-- START Quoted passage --

NAV

Caching Dependencies

Caching is one of the most effective ways to make jobs faster on CircleCI. Automatic dependency caching is not available in CircleCI 2.0, so it is important to plan and implement your caching strategy to get the best performance. Manual configuration in 2.0 enables more advanced strategies and finer control. However, the keys are simple to configure, for example, updating a cache if it changes, by using checksum of pom.xml with a cascading fallback:

    steps:
      -restore_cache:
         keys:
           - m2-{{ checksum pom.xml }}
           - m2- # used if checksum fails

This document describes the manual caching available, the costs and benefits of a chosen strategy, and tips for avoiding problems with caching. Note: The Docker images used for CircleCI 2.0 job runs are automatically cached on the server infrastructure where possible.

Overview

A cache stores a hierarchy of files under a key. Use the cache to store data that makes your job faster, but in the case of a cache miss or zero cache restore the job will still run successfully, for example, by caching Npm, Gem, or Maven package directories.

-- END Quoted passage --
-- START Dataset excerpt --

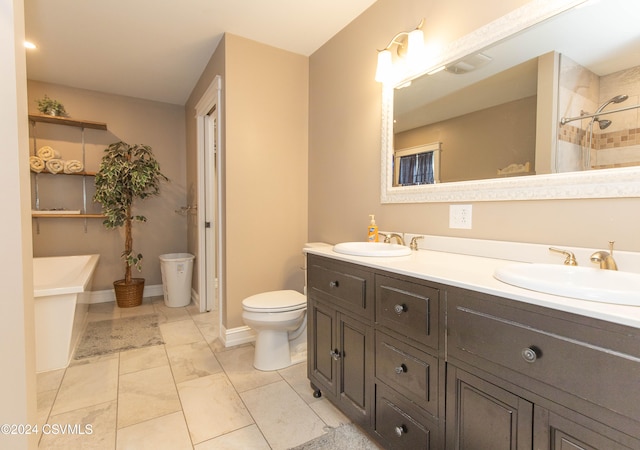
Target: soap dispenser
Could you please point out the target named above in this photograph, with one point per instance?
(372, 231)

-- END Dataset excerpt --

Requirement 1:
Decide whether each statement agrees with the CircleCI caching text, answering yes or no and quoting the deciding words: (a) CircleCI 2.0 offers automatic dependency caching. (b) Docker images for CircleCI 2.0 job runs are cached automatically where possible. (c) A job fails when there is a cache miss.
Requirement 2:
According to the CircleCI caching text, what does a cache store?
Requirement 3:
Why does the CircleCI caching text say it is important to plan and implement a caching strategy in CircleCI 2.0?

Full response 1:
(a) No: "Automatic dependency caching is not available in CircleCI 2.0"
(b) Yes: "The Docker images used for CircleCI 2.0 job runs are automatically cached on the server infrastructure where possible."
(c) No: "in the case of a cache miss or zero cache restore the job will still run successfully"

Full response 2:
A cache stores a hierarchy of files under a key.

Full response 3:
Automatic dependency caching is not available in CircleCI 2.0. Caching therefore has to be configured by hand to get the best performance.